(Beginning of Document excerpt)

"Grey's Anatomy" star Kate Walsh revealed she was diagnosed with a brain tumor
In January 2015, Kate Walsh began feeling more exhausted than usual. She was starring in and producing NBC’s Bad Judge, and attributed her exhaustion to her crazy schedule. But Walsh was feeling the effects of a brain tumor, and two years after her diagnosis and recovery, the former Grey’s Anatomy star opened up to Cosmopolitan.com about the life-changing experience.
Then in April of the same year, she began noticing cognitive changes.
Although these symptoms can be related to several other conditions and in no way 100% mean one has a serious health concern, Walsh had a feeling something wasn’t right. She pushed to see a neurologist and got an MRI. That scan showed that she had a “very sizable brain tumor in my left frontal lobe,” she said.
Three days later, Walsh headed into surgery to have it removed.
Wash said the diagnosis was an out-of-body experience. She had to call her assistant in to take notes because she couldn’t focus. The doctors thought it was benign, but wouldn’t know for sure until it was removed.
Doctors were able to remove the entire tumor and it was then up to Walsh to commit to recovering. She said, “I love to work hard and do 800 things at once, and this was a really amazing lesson in just submitting to the process of healing.”

(End of Document excerpt)

Complete the following.
- 1) According to the article about Kate Walsh's brain tumor, where in her brain was the tumor located?
- 2) Edit the portion of the article about Kate Walsh between "Although these symptoms" and "it was removed.", inclusive, replacing "neurologist" with "specialist".
- 3) Condense the paragraph of the article about Kate Walsh that begins "Doctors were able to remove the entire tumor" into a shorter version that keeps its main facts.

(Beginning of Entries supplied)

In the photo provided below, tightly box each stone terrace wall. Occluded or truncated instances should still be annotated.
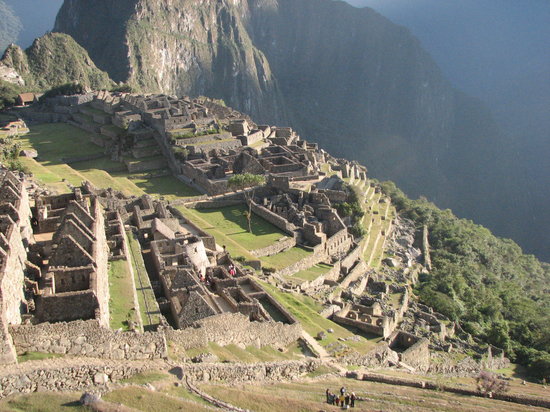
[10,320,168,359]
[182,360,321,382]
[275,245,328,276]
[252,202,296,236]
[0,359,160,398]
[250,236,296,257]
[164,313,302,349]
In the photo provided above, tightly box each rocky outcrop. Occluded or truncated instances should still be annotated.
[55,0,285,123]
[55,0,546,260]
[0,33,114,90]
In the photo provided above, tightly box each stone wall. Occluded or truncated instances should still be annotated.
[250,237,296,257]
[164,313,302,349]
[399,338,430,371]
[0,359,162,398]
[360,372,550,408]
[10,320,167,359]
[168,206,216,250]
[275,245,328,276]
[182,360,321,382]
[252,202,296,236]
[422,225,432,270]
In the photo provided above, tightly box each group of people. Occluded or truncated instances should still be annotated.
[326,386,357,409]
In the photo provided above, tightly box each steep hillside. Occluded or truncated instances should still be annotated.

(End of Entries supplied)

Solved problems.
- 1) It was in her left frontal lobe.

- 2)
Although these symptoms can be related to several other conditions and in no way 100% mean one has a serious health concern, Walsh had a feeling something wasn’t right. She pushed to see a specialist and got an MRI. That scan showed that she had a “very sizable brain tumor in my left frontal lobe,” she said.
Three days later, Walsh headed into surgery to have it removed.
Wash said the diagnosis was an out-of-body experience. She had to call her assistant in to take notes because she couldn’t focus. The doctors thought it was benign, but wouldn’t know for sure until it was removed.

- 3) Doctors removed the entire tumor, and Walsh then had to commit to recovering. Although she loves working hard and doing many things at once, she called recovery an amazing lesson in submitting to the healing process.